__UIT TE VOEREN OPDRACHTEN__:
1. Beantwoord over de uitspraak van het gerechtshof de volgende vragen:
(a) Van welke datum is het vonnis van de rechtbank Amsterdam waartegen hoger beroep is ingesteld?
(b) Onder welk parketnummer liep de strafzaak bij de rechtbank?
(c) Van welke datum is de akte intrekken hoger beroep?
2. Haal uit de uitspraak van het gerechtshof letterlijk het deel dat opent met de woorden "Het hof heeft" en sluit met "in te trekken.".

__TE BESTUDEREN TEKST__:
+-------+

ECLI:NL:GHAMS:2024:2588

Gerechtshof Amsterdam

Datum uitspraak
10 april 2024
Publicatiedatum
10 september 2024
Zaaknummer
23-003250-23
Instantie
Gerechtshof Amsterdam
Type
Uitspraak
Rechtsgebied
Strafrecht
Procedures
  • Hoger beroep
Vindplaatsen
  • Rechtspraak.nl
AI samenvatting door LexboostAutomatisch gegenereerd

Niet-ontvankelijkheid van de verdachte in hoger beroep na intrekking

Op 10 april 2024 heeft het Gerechtshof Amsterdam uitspraak gedaan in het hoger beroep van een strafzaak, ingesteld tegen een verdachte die eerder door de rechtbank Amsterdam was veroordeeld. De verdachte, geboren in 1979 en thans gedetineerd, had hoger beroep ingesteld tegen een vonnis van de rechtbank van 30 november 2023. Tijdens de zitting op 10 april 2024 heeft het hof kennisgenomen van de vordering van de advocaat-generaal, die stelde dat de verdachte niet-ontvankelijk verklaard moest worden in het hoger beroep. Dit was het gevolg van een akte van intrekking van het hoger beroep, gedateerd 12 maart 2024, waarin de verdachte aangaf het hoger beroep niet te willen handhaven. Het hof oordeelde dat de intrekking van het hoger beroep niet meer mogelijk was, aangezien het onderzoek ter terechtzitting in hoger beroep al op 23 januari 2024 was begonnen. Gezien het feit dat er geen rechtens te respecteren belang was dat diende met nader onderzoek, heeft het hof de verdachte niet-ontvankelijk verklaard in het ingestelde hoger beroep. De beslissing werd genomen door de meervoudige strafkamer van het gerechtshof, met de rechters R. Kuiper, W.S. Ludwig en M. Vollebregt, en griffier I. Peetoom. Het arrest werd uitgesproken op de openbare terechtzitting van 10 april 2024.

Uitspraak

afdeling strafrecht
parketnummer: 23-003250-23
datum uitspraak: 10 april 2024
Arrest van het gerechtshof Amsterdam gewezen op het hoger beroep, ingesteld tegen het vonnis van de rechtbank Amsterdam van 30 november 2023 in de strafzaak onder parketnummer 13-211512-23 tegen
[verdachte],
geboren te [geboorteplaats] op [geboortedag] 1979,
thans gedetineerd in [detentieadres].

Onderzoek ter terechtzitting

Dit arrest is gewezen naar aanleiding van het onderzoek ter terechtzitting in hoger beroep van 10 april 2024.
De verdachte heeft hoger beroep ingesteld tegen voormeld vonnis.
Het hof heeft kennisgenomen van de vordering van de advocaat-generaal, inhoudende dat de verdachte niet-ontvankelijk zal worden verklaard in het door hem ingestelde hoger beroep.

Ontvankelijkheid van de verdachte in het hoger beroep

Blijkens de akte intrekken hoger beroep van 12 maart 2024 wenst de verdachte het hoger beroep niet te handhaven, zodat hij geacht moet worden de eerder tegen het vonnis opgegeven bezwaren in te trekken.

+-------+

(Geëxtraheerde gegevens)

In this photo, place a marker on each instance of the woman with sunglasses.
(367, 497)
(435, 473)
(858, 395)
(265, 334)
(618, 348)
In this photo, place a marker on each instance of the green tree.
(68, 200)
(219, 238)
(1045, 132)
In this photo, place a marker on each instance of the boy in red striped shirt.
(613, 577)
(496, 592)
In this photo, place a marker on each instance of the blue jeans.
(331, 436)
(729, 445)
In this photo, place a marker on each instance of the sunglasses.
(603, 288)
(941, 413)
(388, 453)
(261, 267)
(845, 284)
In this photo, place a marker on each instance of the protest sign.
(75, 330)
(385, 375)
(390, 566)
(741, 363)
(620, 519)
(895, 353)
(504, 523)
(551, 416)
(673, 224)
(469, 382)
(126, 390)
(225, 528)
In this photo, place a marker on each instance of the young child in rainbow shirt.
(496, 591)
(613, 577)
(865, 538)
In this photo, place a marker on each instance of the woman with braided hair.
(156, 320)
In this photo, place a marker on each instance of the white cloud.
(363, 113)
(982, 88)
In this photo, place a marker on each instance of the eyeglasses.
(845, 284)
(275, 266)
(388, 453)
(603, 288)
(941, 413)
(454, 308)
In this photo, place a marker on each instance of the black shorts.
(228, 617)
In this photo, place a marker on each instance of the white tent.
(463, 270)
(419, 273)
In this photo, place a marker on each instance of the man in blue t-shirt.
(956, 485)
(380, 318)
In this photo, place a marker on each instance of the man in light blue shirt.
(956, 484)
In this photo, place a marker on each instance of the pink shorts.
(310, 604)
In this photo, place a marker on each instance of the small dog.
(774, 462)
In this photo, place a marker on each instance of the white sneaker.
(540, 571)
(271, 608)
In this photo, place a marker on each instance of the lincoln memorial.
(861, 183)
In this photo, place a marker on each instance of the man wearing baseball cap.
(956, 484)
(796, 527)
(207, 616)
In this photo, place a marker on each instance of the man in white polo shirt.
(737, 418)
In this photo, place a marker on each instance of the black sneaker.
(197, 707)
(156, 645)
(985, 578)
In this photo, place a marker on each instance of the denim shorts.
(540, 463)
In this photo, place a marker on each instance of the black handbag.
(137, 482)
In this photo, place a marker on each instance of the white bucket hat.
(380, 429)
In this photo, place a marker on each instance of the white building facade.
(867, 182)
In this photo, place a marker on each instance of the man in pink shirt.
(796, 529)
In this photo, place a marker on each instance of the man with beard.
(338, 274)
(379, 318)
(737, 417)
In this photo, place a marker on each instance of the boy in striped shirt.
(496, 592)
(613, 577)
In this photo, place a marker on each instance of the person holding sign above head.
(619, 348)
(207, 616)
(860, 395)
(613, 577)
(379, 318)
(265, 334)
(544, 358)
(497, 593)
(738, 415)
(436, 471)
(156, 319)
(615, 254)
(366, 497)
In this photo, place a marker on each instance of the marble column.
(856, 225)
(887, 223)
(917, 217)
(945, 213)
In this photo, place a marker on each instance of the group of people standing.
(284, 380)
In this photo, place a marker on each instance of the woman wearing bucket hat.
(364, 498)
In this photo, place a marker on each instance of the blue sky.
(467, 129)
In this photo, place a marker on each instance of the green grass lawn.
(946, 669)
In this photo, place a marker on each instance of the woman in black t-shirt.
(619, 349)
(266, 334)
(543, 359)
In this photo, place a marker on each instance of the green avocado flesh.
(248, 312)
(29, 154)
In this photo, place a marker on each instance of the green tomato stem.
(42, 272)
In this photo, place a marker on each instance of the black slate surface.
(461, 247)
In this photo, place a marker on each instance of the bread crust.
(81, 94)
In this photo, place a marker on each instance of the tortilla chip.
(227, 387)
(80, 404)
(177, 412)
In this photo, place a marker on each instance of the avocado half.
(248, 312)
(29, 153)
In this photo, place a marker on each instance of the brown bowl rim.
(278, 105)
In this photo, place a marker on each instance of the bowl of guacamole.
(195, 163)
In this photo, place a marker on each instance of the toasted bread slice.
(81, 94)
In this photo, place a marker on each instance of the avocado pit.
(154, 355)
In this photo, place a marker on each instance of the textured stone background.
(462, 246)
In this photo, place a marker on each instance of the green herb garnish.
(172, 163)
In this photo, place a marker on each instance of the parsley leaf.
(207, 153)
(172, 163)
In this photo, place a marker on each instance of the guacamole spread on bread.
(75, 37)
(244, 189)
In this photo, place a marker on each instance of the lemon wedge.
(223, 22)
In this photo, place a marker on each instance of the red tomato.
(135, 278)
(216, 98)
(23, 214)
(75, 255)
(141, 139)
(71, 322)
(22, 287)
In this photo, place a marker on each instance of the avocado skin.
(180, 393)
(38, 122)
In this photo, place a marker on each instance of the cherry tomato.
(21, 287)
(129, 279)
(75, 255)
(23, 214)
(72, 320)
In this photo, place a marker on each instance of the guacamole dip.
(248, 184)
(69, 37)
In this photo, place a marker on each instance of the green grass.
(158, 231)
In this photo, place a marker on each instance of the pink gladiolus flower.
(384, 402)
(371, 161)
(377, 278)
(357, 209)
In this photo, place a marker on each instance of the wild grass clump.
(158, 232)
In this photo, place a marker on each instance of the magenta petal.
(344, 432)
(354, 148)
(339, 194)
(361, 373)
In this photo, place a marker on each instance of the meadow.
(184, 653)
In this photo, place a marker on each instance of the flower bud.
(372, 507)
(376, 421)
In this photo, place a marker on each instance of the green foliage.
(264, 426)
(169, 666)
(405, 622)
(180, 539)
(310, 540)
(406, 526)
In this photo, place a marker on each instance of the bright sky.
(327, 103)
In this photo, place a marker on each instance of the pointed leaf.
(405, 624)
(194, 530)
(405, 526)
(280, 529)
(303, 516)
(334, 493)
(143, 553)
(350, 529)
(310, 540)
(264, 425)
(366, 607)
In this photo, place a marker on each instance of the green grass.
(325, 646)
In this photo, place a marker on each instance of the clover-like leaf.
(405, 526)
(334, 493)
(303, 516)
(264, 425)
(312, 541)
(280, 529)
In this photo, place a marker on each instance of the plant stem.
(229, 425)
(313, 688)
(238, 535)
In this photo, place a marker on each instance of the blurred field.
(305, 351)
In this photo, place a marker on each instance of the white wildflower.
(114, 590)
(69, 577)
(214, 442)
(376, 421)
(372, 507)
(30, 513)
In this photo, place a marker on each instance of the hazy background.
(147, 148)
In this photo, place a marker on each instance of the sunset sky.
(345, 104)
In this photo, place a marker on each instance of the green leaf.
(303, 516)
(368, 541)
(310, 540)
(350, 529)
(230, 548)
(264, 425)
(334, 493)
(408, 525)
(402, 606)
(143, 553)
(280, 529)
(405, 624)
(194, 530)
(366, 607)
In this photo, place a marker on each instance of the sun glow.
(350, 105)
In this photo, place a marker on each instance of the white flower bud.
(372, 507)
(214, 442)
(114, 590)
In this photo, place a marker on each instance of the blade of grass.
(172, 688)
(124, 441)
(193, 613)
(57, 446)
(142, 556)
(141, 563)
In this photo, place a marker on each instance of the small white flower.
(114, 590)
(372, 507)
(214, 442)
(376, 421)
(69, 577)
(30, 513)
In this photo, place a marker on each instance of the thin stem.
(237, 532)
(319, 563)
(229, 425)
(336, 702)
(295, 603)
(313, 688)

+-------+

__VERWACHTE RESULTATEN__:
1.
(a) 30 november 2023
(b) 13-211512-23
(c) 12 maart 2024

2.
Het hof heeft kennisgenomen van de vordering van de advocaat-generaal, inhoudende dat de verdachte niet-ontvankelijk zal worden verklaard in het door hem ingestelde hoger beroep.

Ontvankelijkheid van de verdachte in het hoger beroep

Blijkens de akte intrekken hoger beroep van 12 maart 2024 wenst de verdachte het hoger beroep niet te handhaven, zodat hij geacht moet worden de eerder tegen het vonnis opgegeven bezwaren in te trekken.